#### [WORK TASK]
According to the passage on raw and processed honey, to about what temperature is honey generally heated when it is pasteurized?

#### [DOCUMENT PASSAGE]
---*---

We are often asked by customers what the difference is between raw honey and processed (store-bought) honey. The answer is usually quite simple and has to do with whether the honey has been heated.
Raw honey is not heated. Bees gather nectar and cap it in cells. Once all the cells in a frame are capped, it will be harvested by the beekeeper who uncaps the cells, and extracts the honey in a centrifuge. This honey is then strained to remove the wax particles and then immediately bottled. It comes right from the hive- what ever is in the hive… that’s what you get. Unprocessed- just the way the bees and nature intended. It’s loaded with enzymes and some amino acids.. and has some stray pollen too. The honey that we harvest and sell in our shop is never pasteurized or heated.
Unless honey is raw, it usually has been pasteurized. In other words heated to kill and bacteria or foreign bodies including yeast. Generally this is done by heating the honey to about 158 °F. I’ve always found this practice odd, since by its very nature honey is generally anti-microbial- in fact, in ancient times, honey was often put on wounds as an antibiotic for exactly this reason.
Heating the honey, from a healthfulness stand point, more or less destroys it. If heated too much, honey will caramelize and become very dark, in addition the honey contains numerous amino acids which are damaged or destroyed when heated. Of particular note the melanoidins play an important role in the darkness of the honey- at very high temperatures, acrylamide may form- probably not in a high enough dose to kill you… but still probably not something you want in your honey. In addition, heating honey destroys enzymes such as diastase and others.
In the raw honey vs processed honey debate we think raw honey wins hands down. Fresh from Loudoun, right to your table!

---*---

#### [SUPPLIED RECORDS]
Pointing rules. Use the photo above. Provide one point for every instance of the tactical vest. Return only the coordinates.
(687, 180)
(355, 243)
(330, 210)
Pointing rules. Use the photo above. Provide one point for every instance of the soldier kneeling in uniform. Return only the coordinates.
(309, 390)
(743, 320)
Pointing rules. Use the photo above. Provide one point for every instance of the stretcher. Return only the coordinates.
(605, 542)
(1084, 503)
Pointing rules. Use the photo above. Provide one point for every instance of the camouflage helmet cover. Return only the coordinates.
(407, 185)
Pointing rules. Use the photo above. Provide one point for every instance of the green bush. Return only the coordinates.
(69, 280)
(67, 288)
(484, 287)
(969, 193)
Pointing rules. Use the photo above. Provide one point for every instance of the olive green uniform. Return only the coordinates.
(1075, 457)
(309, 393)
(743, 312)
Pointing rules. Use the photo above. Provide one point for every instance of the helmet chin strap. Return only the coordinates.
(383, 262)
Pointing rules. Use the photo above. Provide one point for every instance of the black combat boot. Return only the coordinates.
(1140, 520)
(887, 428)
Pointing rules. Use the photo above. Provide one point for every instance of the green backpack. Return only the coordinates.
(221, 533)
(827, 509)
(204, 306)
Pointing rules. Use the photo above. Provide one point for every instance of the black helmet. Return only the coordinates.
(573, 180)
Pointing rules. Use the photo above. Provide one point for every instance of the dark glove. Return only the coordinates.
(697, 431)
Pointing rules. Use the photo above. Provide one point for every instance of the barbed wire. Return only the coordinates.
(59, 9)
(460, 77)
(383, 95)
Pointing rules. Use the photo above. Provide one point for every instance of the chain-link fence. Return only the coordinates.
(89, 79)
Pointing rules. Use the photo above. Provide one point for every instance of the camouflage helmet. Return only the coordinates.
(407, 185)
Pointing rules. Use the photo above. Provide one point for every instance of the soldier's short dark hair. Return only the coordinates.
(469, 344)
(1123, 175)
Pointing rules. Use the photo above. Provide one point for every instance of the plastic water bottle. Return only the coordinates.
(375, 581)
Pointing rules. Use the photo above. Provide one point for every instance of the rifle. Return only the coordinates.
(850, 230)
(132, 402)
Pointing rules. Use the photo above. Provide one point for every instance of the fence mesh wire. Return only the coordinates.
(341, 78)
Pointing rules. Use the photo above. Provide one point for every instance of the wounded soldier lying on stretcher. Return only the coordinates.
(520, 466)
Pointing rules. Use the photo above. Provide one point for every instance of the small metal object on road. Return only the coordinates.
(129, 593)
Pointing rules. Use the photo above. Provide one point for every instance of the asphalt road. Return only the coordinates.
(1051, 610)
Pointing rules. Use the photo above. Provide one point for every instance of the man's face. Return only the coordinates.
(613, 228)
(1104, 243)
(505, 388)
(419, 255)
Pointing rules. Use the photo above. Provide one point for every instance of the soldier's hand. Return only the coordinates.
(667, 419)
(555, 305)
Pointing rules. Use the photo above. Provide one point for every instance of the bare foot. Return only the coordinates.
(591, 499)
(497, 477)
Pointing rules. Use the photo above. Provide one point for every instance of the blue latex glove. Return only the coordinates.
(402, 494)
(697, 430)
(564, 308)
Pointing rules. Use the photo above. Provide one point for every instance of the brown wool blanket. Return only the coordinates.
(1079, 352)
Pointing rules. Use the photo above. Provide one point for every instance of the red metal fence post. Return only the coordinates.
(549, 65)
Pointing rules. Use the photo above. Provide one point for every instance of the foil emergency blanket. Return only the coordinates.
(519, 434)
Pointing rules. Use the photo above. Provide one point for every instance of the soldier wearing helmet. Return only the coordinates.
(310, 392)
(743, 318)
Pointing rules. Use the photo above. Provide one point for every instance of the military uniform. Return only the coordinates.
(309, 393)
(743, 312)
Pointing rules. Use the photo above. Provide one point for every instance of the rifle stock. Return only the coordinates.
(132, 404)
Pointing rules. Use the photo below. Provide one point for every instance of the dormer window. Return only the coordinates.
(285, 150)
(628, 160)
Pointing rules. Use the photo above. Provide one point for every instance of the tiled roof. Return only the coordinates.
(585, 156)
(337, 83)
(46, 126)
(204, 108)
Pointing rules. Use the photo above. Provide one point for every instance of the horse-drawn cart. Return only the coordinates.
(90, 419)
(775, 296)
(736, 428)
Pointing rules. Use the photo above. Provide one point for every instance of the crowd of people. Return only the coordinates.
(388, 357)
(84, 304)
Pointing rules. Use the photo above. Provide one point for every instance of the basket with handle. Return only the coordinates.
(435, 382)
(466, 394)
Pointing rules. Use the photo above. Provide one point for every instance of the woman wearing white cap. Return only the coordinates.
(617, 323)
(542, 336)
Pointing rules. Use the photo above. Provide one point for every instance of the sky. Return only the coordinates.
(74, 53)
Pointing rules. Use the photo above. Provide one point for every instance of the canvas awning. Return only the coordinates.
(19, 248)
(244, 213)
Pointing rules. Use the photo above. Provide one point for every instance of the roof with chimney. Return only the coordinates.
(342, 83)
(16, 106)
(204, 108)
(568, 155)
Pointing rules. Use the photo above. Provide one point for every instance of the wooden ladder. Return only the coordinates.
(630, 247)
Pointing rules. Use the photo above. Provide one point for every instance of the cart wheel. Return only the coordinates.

---*---

#### [EXERCISE RESULT]
About 158 °F.